Task to carry out:
Rewrite every line from the one containing "emblem. Do not add anything beyond the points." through the last line of the source records, requests included, and increase each coordinate in the answers by 115.

Source records:
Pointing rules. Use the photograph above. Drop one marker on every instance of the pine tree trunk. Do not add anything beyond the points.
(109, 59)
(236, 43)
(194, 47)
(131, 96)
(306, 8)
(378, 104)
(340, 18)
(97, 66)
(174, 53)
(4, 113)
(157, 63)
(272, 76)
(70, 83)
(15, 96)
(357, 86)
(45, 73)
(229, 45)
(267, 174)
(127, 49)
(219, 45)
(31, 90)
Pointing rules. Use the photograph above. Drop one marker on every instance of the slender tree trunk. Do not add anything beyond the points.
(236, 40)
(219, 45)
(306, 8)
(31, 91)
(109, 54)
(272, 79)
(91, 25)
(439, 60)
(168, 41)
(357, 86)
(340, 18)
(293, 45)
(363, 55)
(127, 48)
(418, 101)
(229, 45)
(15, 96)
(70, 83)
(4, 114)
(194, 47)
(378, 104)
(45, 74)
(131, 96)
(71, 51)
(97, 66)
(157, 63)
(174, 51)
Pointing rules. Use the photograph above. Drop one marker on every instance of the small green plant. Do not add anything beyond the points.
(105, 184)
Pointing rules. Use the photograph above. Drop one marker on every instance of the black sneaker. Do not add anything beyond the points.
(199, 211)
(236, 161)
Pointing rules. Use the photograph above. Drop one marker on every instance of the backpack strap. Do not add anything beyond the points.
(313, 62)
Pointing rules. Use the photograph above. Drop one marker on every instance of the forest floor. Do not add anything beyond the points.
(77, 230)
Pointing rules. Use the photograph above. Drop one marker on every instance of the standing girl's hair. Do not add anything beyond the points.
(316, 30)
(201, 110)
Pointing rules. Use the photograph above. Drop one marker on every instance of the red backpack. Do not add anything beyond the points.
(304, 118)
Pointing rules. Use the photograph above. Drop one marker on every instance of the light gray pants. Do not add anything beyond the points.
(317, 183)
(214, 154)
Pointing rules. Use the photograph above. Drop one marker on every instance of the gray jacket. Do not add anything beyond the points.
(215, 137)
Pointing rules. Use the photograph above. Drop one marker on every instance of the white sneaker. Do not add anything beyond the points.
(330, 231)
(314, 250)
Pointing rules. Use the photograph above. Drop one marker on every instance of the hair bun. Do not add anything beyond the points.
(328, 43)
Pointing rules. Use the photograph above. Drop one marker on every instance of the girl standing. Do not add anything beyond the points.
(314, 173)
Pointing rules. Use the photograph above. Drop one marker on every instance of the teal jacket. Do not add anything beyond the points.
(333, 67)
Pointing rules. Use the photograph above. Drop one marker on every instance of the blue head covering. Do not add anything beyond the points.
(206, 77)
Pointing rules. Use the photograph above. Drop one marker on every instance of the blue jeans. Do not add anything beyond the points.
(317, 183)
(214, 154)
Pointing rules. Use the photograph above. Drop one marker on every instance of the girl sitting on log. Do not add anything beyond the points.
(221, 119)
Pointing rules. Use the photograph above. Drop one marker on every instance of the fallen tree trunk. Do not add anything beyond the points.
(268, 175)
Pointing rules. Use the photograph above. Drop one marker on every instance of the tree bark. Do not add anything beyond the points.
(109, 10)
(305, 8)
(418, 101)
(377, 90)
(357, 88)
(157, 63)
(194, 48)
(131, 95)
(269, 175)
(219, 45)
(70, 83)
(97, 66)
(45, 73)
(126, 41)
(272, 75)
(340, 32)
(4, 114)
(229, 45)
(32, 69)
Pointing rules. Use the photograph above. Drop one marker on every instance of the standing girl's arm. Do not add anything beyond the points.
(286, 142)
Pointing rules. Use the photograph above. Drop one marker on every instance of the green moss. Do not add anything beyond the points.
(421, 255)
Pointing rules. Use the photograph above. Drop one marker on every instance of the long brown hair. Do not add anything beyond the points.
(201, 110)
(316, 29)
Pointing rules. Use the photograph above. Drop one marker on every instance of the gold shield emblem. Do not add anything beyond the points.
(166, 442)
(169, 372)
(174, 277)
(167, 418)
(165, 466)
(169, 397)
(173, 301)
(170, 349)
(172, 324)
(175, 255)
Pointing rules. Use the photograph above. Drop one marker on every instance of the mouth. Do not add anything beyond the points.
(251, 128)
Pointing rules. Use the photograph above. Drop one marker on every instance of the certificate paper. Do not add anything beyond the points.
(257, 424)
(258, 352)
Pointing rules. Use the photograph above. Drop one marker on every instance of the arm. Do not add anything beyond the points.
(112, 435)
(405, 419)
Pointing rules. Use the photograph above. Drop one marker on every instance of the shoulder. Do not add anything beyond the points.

Final answer:
Pointing rules. Use the photograph above. Drop one marker on every instance of the gold shield emblem. Do not add anything beyond the points.
(281, 557)
(284, 487)
(289, 392)
(282, 533)
(280, 581)
(284, 512)
(288, 416)
(285, 464)
(287, 439)
(290, 370)
Pointing rules. Use the photograph above. Drop one marker on every instance of the mouth. Do not add anything beyond the points.
(366, 243)
Pointing rules. Use the photograph above. Drop one marker on every instance of the certificate paper. Do not add anything beyond the points.
(372, 539)
(373, 467)
Pointing rules. Use the photograph above. Drop one marker on every instance of the arm. Do not add anything beyond the points.
(227, 550)
(520, 534)
Pointing rules. Use the photograph above. Drop one marker on every instance of the shoulder. Do not add anything beyond the points.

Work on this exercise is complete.